PAGE EXTRACT
The teenager, who cannot be named for legal reasons, was sentenced on Monday (April 28) by Judge Paul Thomas sitting at  Swansea Crown Court. 

“What you did in school almost a year ago to the day, has caused a large number of people a great deal of harm and upset,” said Judge Thomas.

“It’s enormously affected many lives including your own.

“The simple fact is, you tried to kill three people.  You came to school that day planning to do that, as far as Mrs Elias was concerned.  You hated her.

“What you did, you did in full view of so many other pupils, at a time when there were a lot of people about.  And that wasn’t a coincidence

“You wanted as many of your fellow pupils as possible to see what you intended to do.  You picked the time and the place to attack her.

“I’ve watched you carefully as you’ve sat in court, and I’ve formed opinions.  I believe that what you did was, above all, for attention which perhaps you haven’t had from others in the past.  And I think you actually enjoyed the reaction and the publicity.”

REQUIRED WORK
(a) Please say whether each statement agrees with the sentencing report above, answering yes or no and quoting the deciding words of the report: (i) The teenager was sentenced at Swansea Crown Court. (ii) The judge said the attack took place where few pupils could see it. (iii) The judge believed the teenager disliked the reaction and the publicity.
(b) Write what comes next in the report on the teenager's sentencing, starting after its final sentence.

EXTRACTED INFORMATION
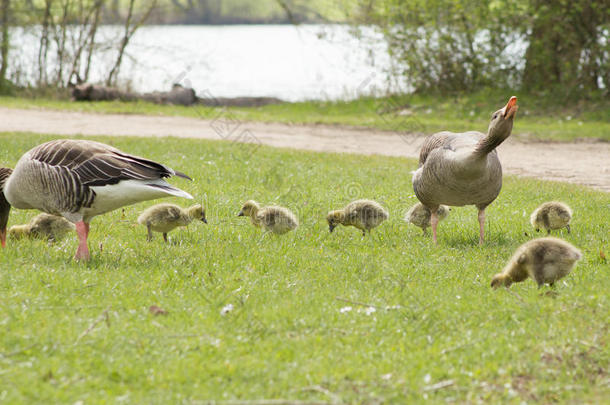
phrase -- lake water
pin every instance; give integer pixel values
(289, 62)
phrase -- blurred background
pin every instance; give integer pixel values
(299, 50)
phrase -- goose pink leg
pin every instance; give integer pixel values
(481, 226)
(433, 223)
(82, 252)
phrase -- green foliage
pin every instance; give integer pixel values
(462, 45)
(83, 332)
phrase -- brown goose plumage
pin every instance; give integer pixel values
(79, 179)
(459, 169)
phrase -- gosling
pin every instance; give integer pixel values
(362, 214)
(165, 217)
(551, 215)
(419, 215)
(43, 226)
(545, 260)
(278, 220)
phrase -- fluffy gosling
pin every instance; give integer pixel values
(278, 220)
(43, 226)
(545, 260)
(362, 214)
(551, 215)
(165, 217)
(419, 215)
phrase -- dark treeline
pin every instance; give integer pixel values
(444, 46)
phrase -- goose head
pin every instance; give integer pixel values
(502, 120)
(334, 218)
(197, 212)
(250, 208)
(5, 207)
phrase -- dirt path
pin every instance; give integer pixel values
(581, 163)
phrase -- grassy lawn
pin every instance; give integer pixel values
(431, 330)
(539, 118)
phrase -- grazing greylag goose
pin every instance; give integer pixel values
(42, 226)
(419, 215)
(5, 207)
(165, 217)
(545, 260)
(551, 215)
(80, 179)
(362, 214)
(278, 220)
(463, 168)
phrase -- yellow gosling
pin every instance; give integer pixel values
(551, 215)
(278, 220)
(166, 217)
(545, 260)
(362, 214)
(419, 215)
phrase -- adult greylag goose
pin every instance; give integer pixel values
(5, 207)
(80, 179)
(42, 226)
(459, 169)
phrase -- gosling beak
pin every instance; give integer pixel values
(511, 108)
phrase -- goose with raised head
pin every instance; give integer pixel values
(80, 179)
(460, 169)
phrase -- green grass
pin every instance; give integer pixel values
(539, 118)
(83, 332)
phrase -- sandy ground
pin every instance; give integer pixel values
(581, 163)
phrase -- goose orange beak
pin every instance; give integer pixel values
(511, 108)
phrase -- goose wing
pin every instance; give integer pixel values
(97, 164)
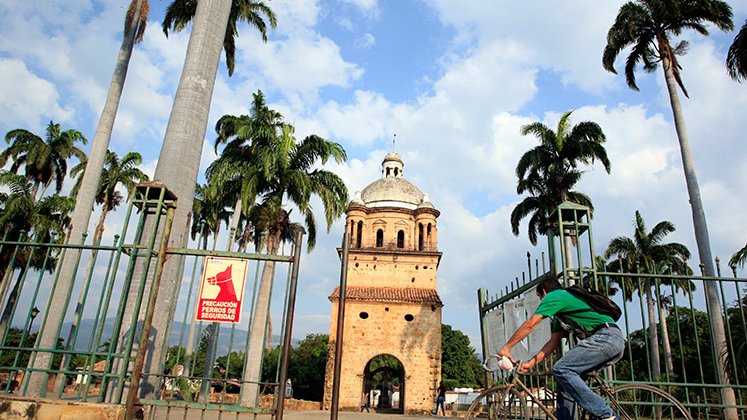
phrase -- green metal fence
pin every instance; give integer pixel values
(666, 319)
(103, 353)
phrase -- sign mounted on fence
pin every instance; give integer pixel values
(222, 290)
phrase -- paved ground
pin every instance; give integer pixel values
(288, 415)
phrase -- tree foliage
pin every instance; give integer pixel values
(549, 171)
(459, 365)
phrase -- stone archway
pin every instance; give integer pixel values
(384, 384)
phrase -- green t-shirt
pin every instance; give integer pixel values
(560, 301)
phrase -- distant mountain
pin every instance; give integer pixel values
(178, 335)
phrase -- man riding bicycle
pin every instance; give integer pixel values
(602, 346)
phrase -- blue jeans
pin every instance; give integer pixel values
(593, 353)
(440, 402)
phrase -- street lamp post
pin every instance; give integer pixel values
(34, 312)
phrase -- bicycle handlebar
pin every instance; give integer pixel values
(514, 370)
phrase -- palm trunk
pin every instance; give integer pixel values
(233, 230)
(258, 330)
(84, 202)
(668, 362)
(192, 327)
(653, 336)
(720, 350)
(179, 160)
(12, 298)
(98, 232)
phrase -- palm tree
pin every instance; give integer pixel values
(25, 219)
(179, 160)
(134, 29)
(736, 58)
(644, 253)
(739, 259)
(647, 26)
(240, 164)
(209, 211)
(254, 13)
(293, 178)
(116, 171)
(44, 160)
(549, 171)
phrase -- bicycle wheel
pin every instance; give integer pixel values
(640, 401)
(497, 403)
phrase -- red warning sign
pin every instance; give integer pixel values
(222, 289)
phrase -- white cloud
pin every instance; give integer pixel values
(366, 41)
(300, 67)
(28, 101)
(369, 7)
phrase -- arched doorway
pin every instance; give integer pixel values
(384, 384)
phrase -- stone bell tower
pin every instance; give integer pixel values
(391, 353)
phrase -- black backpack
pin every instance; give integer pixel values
(599, 302)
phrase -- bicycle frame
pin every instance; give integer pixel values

ANSWER LIST
(a)
(i) Yes: "Swansea Crown Court"
(ii) No: "What you did, you did in full view of so many other pupils"
(iii) No: "And I think you actually enjoyed the reaction and the publicity."

(b)
Judge Thomas said that after being placed in a police van outside the school gates following her arrest, the defendant said  that this was ‘one way to become famous’.

“This was what you really thought and continue to think,” continued Judge Thomas.

“I don’t think you’re genuinely sorry for what you did and I don’t think you really care much about what others have suffered by what you did to them.

“I know your life hasn’t been a straightforward one by any means, and that you have a very complex personality.  But many children are in similar positions and they don’t behave how you did that day.  They don’t try to kill two teachers and a classmate.”

Judge Thomas said the defendant remains a potential risk to others at the secure unit where she has been detained since the offence, having made a serious threat to another.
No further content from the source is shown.